*TASK TO COMPLETE*
Reproduce the listing below, swapping each occurrence of "top-left corner" for "upper-left corner" and keeping every other character unchanged.
==================================================
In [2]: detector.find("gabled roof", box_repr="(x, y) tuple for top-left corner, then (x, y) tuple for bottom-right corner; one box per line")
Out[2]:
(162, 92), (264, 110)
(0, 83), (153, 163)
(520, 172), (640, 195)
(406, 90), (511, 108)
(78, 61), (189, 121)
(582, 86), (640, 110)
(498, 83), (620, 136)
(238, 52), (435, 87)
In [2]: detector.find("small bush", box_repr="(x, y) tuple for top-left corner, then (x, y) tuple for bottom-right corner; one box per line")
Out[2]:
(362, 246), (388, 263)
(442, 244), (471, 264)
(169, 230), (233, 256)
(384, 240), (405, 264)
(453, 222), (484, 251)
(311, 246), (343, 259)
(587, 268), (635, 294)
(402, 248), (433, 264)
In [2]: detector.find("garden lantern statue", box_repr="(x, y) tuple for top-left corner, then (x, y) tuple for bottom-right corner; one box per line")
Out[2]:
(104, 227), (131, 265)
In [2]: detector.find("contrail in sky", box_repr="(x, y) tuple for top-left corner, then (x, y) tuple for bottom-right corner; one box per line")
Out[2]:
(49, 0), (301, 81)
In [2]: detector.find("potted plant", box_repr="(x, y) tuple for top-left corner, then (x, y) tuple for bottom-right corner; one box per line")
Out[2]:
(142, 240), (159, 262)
==================================================
*TASK ANSWER*
In [2]: detector.find("gabled roof", box_repr="(x, y) tuple for upper-left corner, then (x, y) tuple for bottom-right corner; one box per line")
Out[2]:
(162, 92), (264, 110)
(0, 83), (153, 163)
(520, 172), (640, 195)
(406, 90), (511, 108)
(78, 61), (189, 121)
(582, 86), (640, 110)
(498, 83), (620, 136)
(238, 52), (435, 87)
In [2]: detector.find("small bush", box_repr="(x, y) tuple for upper-left corner, then (x, y) tuple for bottom-right corner; one box per line")
Out[2]:
(362, 246), (388, 263)
(442, 244), (471, 264)
(169, 230), (233, 256)
(384, 240), (405, 264)
(453, 222), (484, 251)
(311, 246), (343, 259)
(587, 268), (635, 294)
(402, 248), (433, 264)
In [2]: detector.find("garden lantern statue", box_repr="(x, y) tuple for upper-left corner, then (x, y) tuple for bottom-right corner; one box per line")
Out[2]:
(104, 227), (131, 265)
In [2]: detector.find("contrail in sky", box_repr="(x, y) tuple for upper-left corner, then (x, y) tuple for bottom-right corner; one box per line")
Out[2]:
(49, 0), (301, 81)
In [2]: detector.find("potted plant", box_repr="(x, y) tuple for upper-left corner, then (x, y) tuple for bottom-right corner; one box per line")
Out[2]:
(142, 240), (159, 262)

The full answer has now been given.